# Consignes:
a - Selon le texte sur les centres commerciaux, en quelle année le centre Westfield London a-t-il ouvert ?
b - Prolongez le texte sur les centres commerciaux à la suite de sa dernière phrase.

Les noms sont plus travaillés, la publicité fleurit, les enseignes sont soigneusement choisies, les spécificités développées, tout cela pour mieux se positionner. On le retrouve bien évidemment dans l'architecture du lieu, plus originale et pas seulement fonctionnelle. «Plus qu'un lieu de vente, le centre commercial doit définitivement devenir un lieu de vie», assure Patrick Roux. La preuve en sept exemples glanés à travers le monde.

 

LONDRES

Westfield

Dans un décor haut de gamme inspirant le luxe et la mode, le centre Westfield London, dans le quartier de Hammersmith, a ouvert en 2008 et comprend actuellement 369 magasins. Le centre offre un service de styliste personnalisé sur rendez-vous. C'est l'un des rares centres commerciauxà posséder un lieu de «click & collect» pour les achats faits sur internet (30 sites sont pris en compte) via le service Collect Plus (pour les abonnés). Dans un «lounge» (salon) comprenant des cabines d'essayage, les clients peuvent essayer leurss produits et les laisser en cas d'insatisfaction. «C'est enfin la matérialisation du click and collect en centre commercial», se réjouit Jean-Philippe Chavatte, directeur général de l'agence Carré noir. Une solution cross-canal pour créer du trafic.

 

SAO PAULO

Cidade Jardim

A Sao Paulo, au Brésil, le centre commercial Cidade Jardim offre un jardin à ciel ouvert en pleine ville. Aucun toit, parfois même dans les boutiques et à chaque niveau. Le centre est un retour à la naturalité dans sa globalité, où les arbres reprennent leur droit, même si les quatre tours figurant parmi les plus hauts gratte-ciel du Brésil donne une touche «technologique». Tous les magasins (180), dont nombre de marques de luxe, doivent se plier au cahier des charges du promoteur. «Une maîtrise totale pour garder une harmonie entre toutes les boutiques», analyse Patrick Roux, de Saguez & Partners.

 

BARCELONE

Las Glories

Dans son centre commercial Las Glories, dans la capitale catalane, Unibail-Rodamco met à l'honneur l'alimentaire en disposant un marché dans ses allées. Des produits locaux sont proposés, de la poissonnerie à la boucherie en passant par les fruits et légumes, et même la confiserie. Il est également possible de déguster sur place. Une offre et une animation qui allient proximité et authenticité en mettant en valeur des artisans, et tranche avec le paysage «industriel» habituel des centres commerciaux.

# Extraits de lignes:
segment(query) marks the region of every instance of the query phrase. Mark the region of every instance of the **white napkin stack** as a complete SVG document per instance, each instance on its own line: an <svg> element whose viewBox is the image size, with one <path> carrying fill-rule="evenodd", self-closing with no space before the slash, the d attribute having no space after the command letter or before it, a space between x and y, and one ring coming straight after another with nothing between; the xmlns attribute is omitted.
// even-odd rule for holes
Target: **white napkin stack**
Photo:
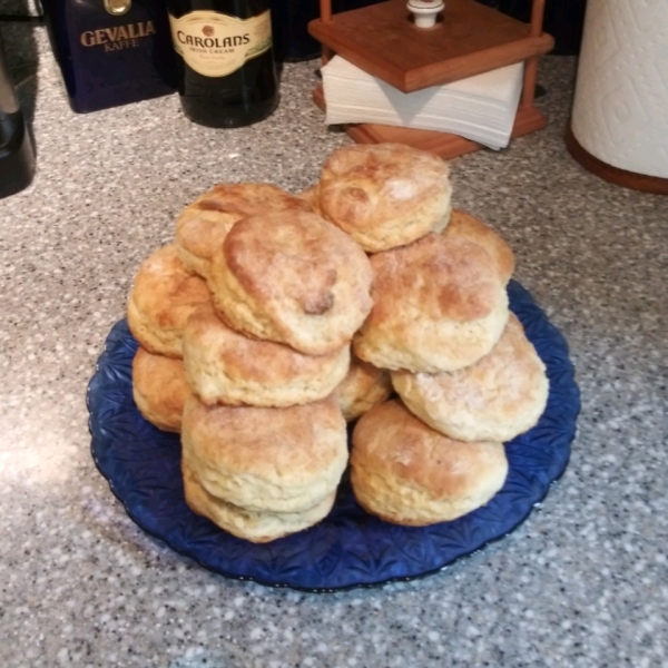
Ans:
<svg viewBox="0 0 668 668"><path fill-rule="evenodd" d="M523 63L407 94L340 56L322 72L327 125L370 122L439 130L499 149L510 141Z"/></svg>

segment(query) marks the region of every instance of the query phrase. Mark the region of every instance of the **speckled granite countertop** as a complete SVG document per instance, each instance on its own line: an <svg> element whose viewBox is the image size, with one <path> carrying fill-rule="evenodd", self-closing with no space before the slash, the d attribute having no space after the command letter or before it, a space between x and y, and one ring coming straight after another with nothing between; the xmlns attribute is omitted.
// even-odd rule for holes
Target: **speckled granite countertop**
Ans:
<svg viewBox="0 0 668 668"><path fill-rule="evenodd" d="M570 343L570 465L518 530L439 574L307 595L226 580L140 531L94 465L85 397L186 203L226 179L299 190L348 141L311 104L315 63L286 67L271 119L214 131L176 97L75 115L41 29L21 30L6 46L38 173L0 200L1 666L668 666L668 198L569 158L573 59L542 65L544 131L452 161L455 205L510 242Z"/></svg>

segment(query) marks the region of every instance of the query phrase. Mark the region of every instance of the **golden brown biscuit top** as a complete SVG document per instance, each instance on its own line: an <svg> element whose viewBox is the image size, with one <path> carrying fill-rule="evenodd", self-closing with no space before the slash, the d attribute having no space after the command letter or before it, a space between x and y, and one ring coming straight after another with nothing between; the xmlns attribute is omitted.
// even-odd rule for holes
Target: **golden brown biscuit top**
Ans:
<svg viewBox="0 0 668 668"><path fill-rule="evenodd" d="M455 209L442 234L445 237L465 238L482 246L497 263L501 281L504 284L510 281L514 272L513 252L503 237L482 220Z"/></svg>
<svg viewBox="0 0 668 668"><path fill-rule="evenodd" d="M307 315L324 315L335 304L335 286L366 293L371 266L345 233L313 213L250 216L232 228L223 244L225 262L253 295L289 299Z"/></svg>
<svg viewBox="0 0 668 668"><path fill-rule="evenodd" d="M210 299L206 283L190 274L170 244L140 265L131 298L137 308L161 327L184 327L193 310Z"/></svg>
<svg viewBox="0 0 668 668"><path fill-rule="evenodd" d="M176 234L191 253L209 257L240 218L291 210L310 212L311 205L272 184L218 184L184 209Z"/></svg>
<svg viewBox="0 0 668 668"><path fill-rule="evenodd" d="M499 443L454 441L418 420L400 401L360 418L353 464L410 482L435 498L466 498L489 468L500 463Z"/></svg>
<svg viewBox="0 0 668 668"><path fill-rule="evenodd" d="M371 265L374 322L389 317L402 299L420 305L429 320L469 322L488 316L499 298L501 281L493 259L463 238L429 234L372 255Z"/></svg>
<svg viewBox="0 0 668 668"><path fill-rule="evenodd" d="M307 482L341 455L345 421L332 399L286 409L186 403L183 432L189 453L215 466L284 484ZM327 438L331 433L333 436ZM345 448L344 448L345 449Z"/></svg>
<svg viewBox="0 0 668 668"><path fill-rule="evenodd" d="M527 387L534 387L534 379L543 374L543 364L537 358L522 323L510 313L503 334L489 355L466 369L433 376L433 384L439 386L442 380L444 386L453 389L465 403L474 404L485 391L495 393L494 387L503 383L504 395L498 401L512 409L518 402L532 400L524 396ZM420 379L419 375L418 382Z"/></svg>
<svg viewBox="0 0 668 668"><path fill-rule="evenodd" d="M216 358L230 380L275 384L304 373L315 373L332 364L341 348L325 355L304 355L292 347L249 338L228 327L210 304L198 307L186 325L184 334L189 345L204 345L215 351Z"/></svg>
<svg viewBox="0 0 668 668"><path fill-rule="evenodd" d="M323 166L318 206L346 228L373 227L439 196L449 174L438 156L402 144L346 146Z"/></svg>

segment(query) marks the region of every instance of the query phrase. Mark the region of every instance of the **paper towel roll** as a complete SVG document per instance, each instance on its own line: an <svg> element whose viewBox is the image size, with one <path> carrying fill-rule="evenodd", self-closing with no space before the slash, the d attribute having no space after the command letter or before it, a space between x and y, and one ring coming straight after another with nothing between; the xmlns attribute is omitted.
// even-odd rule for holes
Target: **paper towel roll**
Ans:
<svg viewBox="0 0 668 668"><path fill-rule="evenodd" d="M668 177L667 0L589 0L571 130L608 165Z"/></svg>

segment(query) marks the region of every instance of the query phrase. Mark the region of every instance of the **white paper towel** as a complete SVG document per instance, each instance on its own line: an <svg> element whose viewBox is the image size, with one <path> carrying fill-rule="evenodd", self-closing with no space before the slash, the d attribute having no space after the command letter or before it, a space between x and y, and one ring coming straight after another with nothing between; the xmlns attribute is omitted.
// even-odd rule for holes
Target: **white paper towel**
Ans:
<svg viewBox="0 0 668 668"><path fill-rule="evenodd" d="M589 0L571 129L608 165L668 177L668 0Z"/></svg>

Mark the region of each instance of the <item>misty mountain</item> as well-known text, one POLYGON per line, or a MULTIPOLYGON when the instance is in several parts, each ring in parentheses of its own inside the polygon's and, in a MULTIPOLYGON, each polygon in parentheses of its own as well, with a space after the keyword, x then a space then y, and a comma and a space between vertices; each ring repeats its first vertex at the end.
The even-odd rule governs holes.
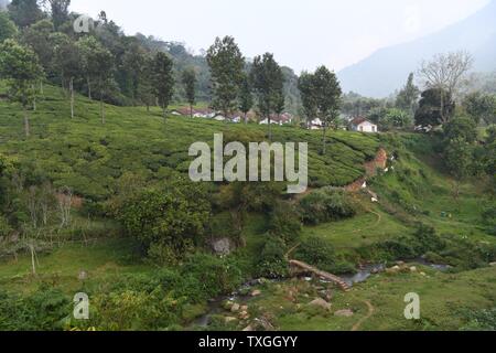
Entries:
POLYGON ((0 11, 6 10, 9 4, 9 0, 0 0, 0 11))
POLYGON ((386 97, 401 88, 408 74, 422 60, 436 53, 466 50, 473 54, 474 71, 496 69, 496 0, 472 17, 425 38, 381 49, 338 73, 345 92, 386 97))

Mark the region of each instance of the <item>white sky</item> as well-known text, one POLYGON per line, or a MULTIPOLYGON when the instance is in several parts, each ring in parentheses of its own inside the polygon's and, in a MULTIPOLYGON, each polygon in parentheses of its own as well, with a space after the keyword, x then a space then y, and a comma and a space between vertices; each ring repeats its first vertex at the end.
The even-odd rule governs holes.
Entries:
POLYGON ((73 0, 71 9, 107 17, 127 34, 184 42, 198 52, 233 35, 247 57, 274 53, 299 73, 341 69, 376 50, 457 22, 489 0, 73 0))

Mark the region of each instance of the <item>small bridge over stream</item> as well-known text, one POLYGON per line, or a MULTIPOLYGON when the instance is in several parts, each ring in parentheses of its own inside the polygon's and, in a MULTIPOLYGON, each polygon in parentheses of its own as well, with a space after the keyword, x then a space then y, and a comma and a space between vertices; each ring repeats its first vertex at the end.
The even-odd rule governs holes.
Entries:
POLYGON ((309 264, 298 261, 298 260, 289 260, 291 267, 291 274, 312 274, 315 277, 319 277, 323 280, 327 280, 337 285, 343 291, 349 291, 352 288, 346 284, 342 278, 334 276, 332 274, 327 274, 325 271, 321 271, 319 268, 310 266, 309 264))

# Réponses:
a - Il a ouvert en 2008.

b -
 

MARSEILLE

Les Terrasses du port. Ce centre commercial de 190 boutiques, à deux pas du Vieux-Port, a fait grand bruit lors de son ouverture en mai 2014, car il est un des éléments les plus visibles de renouveau du quartier. Un balcon de 2 600 m² offre un point de vue sur le port de la Joliette. Le centre mélange beauté du panorama et attractivité commerciale dans une architecture remarquée par les professionnels du design. «Nous avons aimé le geste architectural au service des commerces avec de la lumière naturelle, des perspectives attractives, des promenades, et la qualité de traitement des façades», décrit François Serena, directeur de création à l'agence AKDV.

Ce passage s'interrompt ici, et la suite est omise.